### Excerpt provided
________________________________________

Jess Glynne has been banned from performing at the Isle of Wight festival after cancelling her 16 June set at the last minute. Festival boss John Giddings told the Mirror that Glynne’s behaviour was “shocking” and “shows no regard for people that bought a ticket”.
He said: “She will never be booked to play the Isle of Wight again.” Glynne has not commented. The Guardian has contacted representatives for the singer.
A festival spokesperson clarified that Giddings made his remarks on Monday morning, after representatives for Glynne cited exhaustion as the reason behind her withdrawal, but before the singer explained that she was “incredibly weak and full of anxiety” and that “my body sometimes gives up on me”. She apologised to fans and added: “I had to do what was right for my physical and mental health.”
Jo Loughran, director of Time to Change, the mental health anti-stigma campaign run by charities Mind and Rethink Mental Illness, told the Guardian: “Anxiety is a real and sometimes debilitating mental health problem. As with a physical health problem, there might be times when anxiety prevents people from working.
“Anyone experiencing anxiety to this degree needs support and understanding from their employer. We know that people still worry about disclosing their mental health problem at work, so we need employers to be clear that anyone who chooses to speak out will not be treated differently, or negatively, as a result.”
Apparently responding to allegations that she had been partying with the group until past 5am on the morning of her planned appearance at the Isle of Wight festival, Glynne said: “It’s so frustrating and a load of bullshit and I refuse to be made to feel like a bad person.”
She said she would be taking the week off “to get myself better and to step away from the madness”.

________________________________________

[Entries taken from a collection]
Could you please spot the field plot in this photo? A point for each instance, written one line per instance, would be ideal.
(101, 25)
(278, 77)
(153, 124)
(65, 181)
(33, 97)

________________________________________

### Exercise directions
Quote the passage of the Jess Glynne article above from "A festival spokesperson" up to and including "people from working.".

### Reply to the task
A festival spokesperson clarified that Giddings made his remarks on Monday morning, after representatives for Glynne cited exhaustion as the reason behind her withdrawal, but before the singer explained that she was “incredibly weak and full of anxiety” and that “my body sometimes gives up on me”. She apologised to fans and added: “I had to do what was right for my physical and mental health.”
Jo Loughran, director of Time to Change, the mental health anti-stigma campaign run by charities Mind and Rethink Mental Illness, told the Guardian: “Anxiety is a real and sometimes debilitating mental health problem. As with a physical health problem, there might be times when anxiety prevents people from working.